**Requirements:** Only the lines from the one containing "of the open" through the last line below should be written out, exactly and with both ends kept.

**Supplied data:**
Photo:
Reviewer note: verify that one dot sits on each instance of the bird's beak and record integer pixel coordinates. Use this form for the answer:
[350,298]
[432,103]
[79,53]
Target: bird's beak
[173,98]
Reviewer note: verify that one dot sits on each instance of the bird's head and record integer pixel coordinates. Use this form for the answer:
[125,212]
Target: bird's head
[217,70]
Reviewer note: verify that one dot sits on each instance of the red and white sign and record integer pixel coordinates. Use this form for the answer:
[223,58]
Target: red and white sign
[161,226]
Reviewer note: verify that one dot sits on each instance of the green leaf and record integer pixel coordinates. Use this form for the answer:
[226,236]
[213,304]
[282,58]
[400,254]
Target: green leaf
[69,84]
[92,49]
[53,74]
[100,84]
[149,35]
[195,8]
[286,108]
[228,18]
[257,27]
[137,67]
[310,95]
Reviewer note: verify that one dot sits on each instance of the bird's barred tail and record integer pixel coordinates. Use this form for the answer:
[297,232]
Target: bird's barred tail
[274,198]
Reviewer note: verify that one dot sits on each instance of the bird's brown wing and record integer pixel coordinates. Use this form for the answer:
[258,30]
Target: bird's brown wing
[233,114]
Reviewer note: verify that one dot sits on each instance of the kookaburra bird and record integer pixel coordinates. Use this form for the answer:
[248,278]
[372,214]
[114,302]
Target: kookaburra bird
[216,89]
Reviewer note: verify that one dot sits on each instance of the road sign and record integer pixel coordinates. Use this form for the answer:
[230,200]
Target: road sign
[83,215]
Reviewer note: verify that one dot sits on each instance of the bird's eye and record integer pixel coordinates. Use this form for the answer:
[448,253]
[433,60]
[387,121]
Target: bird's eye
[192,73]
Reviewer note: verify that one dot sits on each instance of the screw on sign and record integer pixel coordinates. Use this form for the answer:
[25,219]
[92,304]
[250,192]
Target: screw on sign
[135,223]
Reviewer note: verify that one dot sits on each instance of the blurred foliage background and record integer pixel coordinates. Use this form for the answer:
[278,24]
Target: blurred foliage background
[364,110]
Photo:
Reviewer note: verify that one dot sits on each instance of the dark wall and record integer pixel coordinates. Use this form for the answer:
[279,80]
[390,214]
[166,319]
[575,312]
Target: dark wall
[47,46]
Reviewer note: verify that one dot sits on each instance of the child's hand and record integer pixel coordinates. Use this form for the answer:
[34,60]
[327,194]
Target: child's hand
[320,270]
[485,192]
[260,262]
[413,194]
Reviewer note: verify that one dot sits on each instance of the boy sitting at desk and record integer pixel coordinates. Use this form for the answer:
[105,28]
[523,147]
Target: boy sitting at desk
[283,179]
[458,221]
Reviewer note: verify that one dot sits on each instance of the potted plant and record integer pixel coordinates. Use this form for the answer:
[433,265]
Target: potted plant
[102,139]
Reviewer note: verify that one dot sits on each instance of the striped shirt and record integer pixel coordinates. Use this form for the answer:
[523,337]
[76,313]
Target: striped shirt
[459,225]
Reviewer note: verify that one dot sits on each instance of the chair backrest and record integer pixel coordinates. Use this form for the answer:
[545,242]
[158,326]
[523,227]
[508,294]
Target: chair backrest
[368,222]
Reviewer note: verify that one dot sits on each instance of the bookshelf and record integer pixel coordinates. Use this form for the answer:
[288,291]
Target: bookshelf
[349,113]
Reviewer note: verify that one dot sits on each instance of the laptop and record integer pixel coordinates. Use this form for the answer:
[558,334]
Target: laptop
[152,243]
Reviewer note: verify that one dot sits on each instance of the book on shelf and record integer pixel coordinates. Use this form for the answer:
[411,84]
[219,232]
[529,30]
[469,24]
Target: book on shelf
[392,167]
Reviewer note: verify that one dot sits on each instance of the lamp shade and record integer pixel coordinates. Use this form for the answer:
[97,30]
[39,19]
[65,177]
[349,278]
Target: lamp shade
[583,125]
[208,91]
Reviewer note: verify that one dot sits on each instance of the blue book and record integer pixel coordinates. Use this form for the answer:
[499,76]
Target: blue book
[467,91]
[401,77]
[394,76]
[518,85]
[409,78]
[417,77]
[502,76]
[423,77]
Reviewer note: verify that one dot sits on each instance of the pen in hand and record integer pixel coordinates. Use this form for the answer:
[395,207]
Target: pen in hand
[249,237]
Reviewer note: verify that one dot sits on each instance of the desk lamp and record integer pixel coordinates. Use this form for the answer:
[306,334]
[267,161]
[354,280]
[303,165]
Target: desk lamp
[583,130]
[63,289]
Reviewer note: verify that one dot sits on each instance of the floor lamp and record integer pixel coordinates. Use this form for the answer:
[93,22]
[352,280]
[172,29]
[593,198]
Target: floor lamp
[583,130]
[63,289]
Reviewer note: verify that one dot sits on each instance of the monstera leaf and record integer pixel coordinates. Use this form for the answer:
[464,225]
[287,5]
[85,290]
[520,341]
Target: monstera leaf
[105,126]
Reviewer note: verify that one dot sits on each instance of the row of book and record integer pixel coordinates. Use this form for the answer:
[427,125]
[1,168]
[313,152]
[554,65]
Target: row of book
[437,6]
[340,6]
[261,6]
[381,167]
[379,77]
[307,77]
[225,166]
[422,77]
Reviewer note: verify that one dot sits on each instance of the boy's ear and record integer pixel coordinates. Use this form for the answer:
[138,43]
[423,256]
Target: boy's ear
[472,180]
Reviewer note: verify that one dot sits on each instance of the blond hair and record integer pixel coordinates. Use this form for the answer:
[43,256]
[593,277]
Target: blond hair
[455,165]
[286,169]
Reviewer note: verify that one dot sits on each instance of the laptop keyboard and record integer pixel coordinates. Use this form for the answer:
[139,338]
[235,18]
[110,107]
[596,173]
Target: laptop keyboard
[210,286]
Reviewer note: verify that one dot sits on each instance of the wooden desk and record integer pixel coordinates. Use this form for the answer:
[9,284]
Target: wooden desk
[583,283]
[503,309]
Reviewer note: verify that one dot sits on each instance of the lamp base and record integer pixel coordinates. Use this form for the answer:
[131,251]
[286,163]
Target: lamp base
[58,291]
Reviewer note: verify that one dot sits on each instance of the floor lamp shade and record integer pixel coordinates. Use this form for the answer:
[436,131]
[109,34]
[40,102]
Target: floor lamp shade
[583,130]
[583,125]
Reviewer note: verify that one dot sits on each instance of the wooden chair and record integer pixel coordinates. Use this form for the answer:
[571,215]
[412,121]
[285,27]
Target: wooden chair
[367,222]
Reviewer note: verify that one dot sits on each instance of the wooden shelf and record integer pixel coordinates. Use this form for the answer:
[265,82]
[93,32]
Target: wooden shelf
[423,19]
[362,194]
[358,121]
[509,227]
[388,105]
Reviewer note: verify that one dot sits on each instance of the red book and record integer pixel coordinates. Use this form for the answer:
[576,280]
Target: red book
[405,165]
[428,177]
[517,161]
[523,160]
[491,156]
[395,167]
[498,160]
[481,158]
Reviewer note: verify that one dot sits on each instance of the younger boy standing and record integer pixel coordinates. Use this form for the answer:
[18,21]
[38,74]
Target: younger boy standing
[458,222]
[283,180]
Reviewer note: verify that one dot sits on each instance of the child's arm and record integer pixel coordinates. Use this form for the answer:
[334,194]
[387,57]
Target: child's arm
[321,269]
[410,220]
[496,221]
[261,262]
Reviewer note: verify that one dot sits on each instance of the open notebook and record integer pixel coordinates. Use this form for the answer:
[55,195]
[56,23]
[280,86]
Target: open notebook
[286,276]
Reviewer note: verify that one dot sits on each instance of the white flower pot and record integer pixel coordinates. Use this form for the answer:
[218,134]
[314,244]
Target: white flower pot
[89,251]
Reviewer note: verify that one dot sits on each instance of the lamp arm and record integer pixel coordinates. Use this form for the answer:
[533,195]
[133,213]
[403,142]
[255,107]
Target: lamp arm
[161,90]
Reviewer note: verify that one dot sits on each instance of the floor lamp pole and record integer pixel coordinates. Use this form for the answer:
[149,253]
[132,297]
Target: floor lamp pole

**Solution:**
Reviewer note: verify that one dot sits on each instance of the open notebook and record integer pixel coordinates. Use this form for the answer:
[55,195]
[56,23]
[280,86]
Target: open notebook
[286,276]
Reviewer note: verify that one dot sits on each instance of the white flower pot and record integer pixel coordinates. Use this form for the answer:
[218,134]
[314,244]
Target: white flower pot
[89,251]
Reviewer note: verify that one dot sits on each instance of the lamp arm and record integer pixel coordinates. Use this form for the answer:
[533,195]
[133,213]
[403,142]
[255,107]
Target: lamp arm
[161,90]
Reviewer note: verify that one dot sits on each instance of the floor lamp pole and record integer pixel coordinates. Use this form for the answer:
[149,253]
[132,297]
Target: floor lamp pole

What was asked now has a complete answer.